__Co zrobić__. Przeskaluj wszystkie pozycje: przepisz każdy wiersz łącznie z poleceniami, a współrzędne w odpowiedziach pomnóż przez 2,45 i zaokrąglij do liczb całkowitych (połówki w górę), pozostawiając polecenia i ich przykładowy format bez zmian. Obrazy pomiń.

__Wyodrębnione dane__.
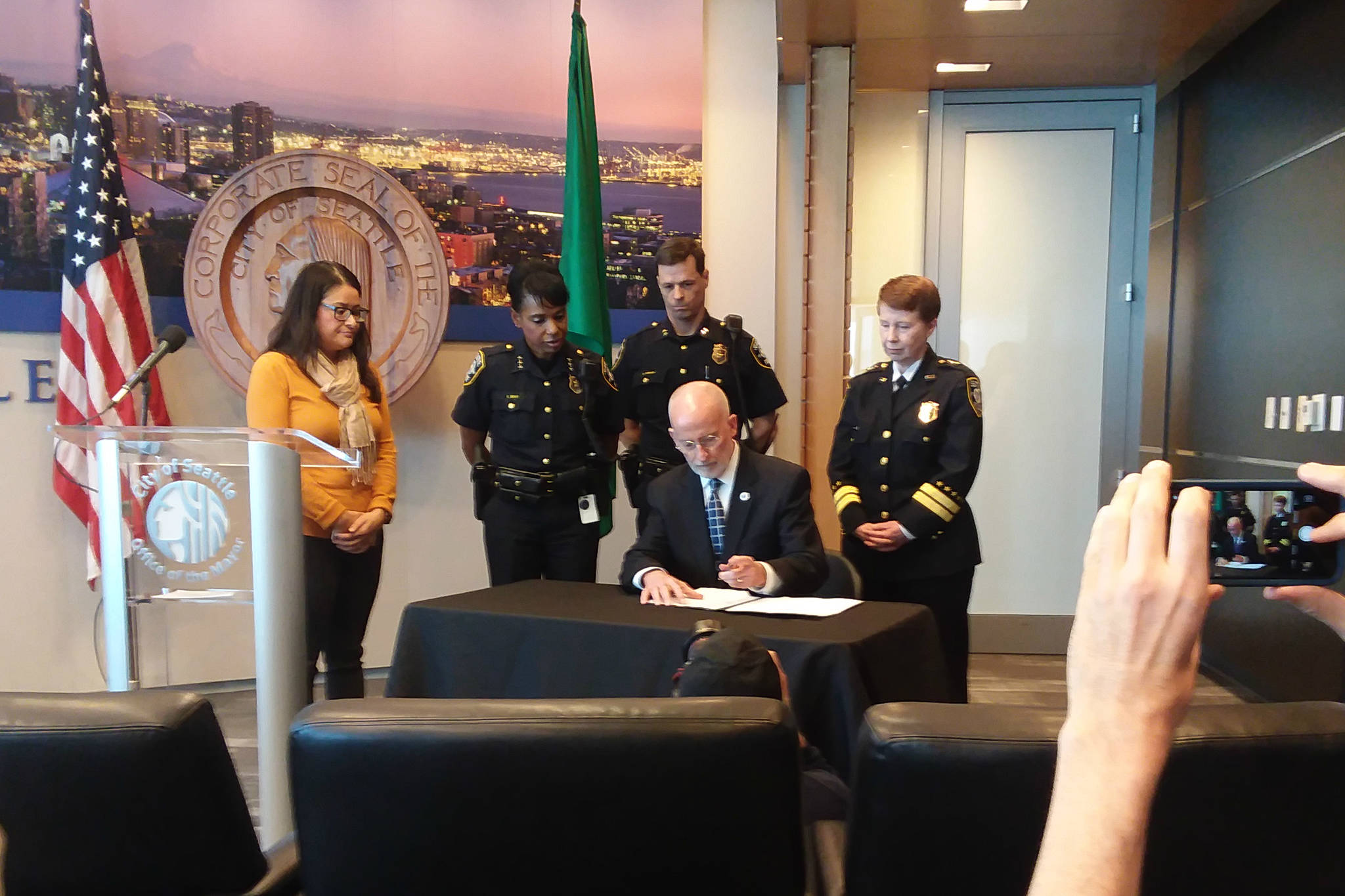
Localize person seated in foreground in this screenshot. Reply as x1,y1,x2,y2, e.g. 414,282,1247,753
1028,461,1345,896
672,624,850,825
1210,516,1262,566
620,380,827,605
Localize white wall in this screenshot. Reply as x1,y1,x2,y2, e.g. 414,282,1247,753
701,0,780,360
0,333,635,691
850,91,929,376
771,85,808,463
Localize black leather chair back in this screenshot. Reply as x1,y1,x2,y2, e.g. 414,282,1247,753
290,697,803,896
0,692,267,896
810,548,864,598
846,702,1345,896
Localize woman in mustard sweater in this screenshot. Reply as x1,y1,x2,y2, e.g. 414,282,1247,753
248,262,397,700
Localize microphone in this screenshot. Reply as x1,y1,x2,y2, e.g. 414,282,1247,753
105,324,187,410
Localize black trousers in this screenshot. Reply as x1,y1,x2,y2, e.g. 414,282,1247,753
864,568,977,702
481,492,598,586
304,532,384,700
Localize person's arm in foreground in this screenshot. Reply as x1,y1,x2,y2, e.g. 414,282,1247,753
1029,461,1222,896
1266,463,1345,638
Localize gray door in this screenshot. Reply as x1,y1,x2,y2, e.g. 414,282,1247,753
927,99,1147,615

__Poprawna odpowiedź__.
Localize person seated in foreground in this screenshot. Reply as x1,y1,x2,y2, e.g. 414,282,1247,753
2519,1129,3295,2195
1646,1529,2083,2021
2965,1264,3092,1387
1519,931,2026,1482
Localize white wall in this screenshot. Reply as x1,y1,x2,y2, e.g. 414,282,1247,753
1717,0,1911,882
0,816,1556,1693
2083,223,2276,921
1889,208,1980,1134
Localize black leather chair back in this screenshot. Reply as x1,y1,x2,y2, e.g. 414,282,1247,753
711,1708,1967,2195
0,1695,654,2195
1985,1343,2117,1465
2073,1720,3295,2195
Localize woman in mustard sweater in this screenshot. Reply as x1,y1,x2,y2, e.g. 414,282,1247,753
608,642,973,1715
Localize microphone in this screenshot. Reply as x1,y1,x2,y2, e.g. 414,282,1247,753
257,794,458,1005
Localize black trousers in this screenshot. Reply as x1,y1,x2,y2, e.g. 414,282,1247,753
2117,1392,2394,1720
1178,1205,1465,1436
745,1303,941,1715
Localize person's arm in foreground in this screenshot. Reply as x1,y1,x2,y2, e.g. 414,282,1247,753
2521,1129,2994,2195
3102,1134,3295,1563
Localize gray door in this screenshot. Reply as x1,y1,x2,y2, e.g. 414,282,1247,753
2271,243,2810,1507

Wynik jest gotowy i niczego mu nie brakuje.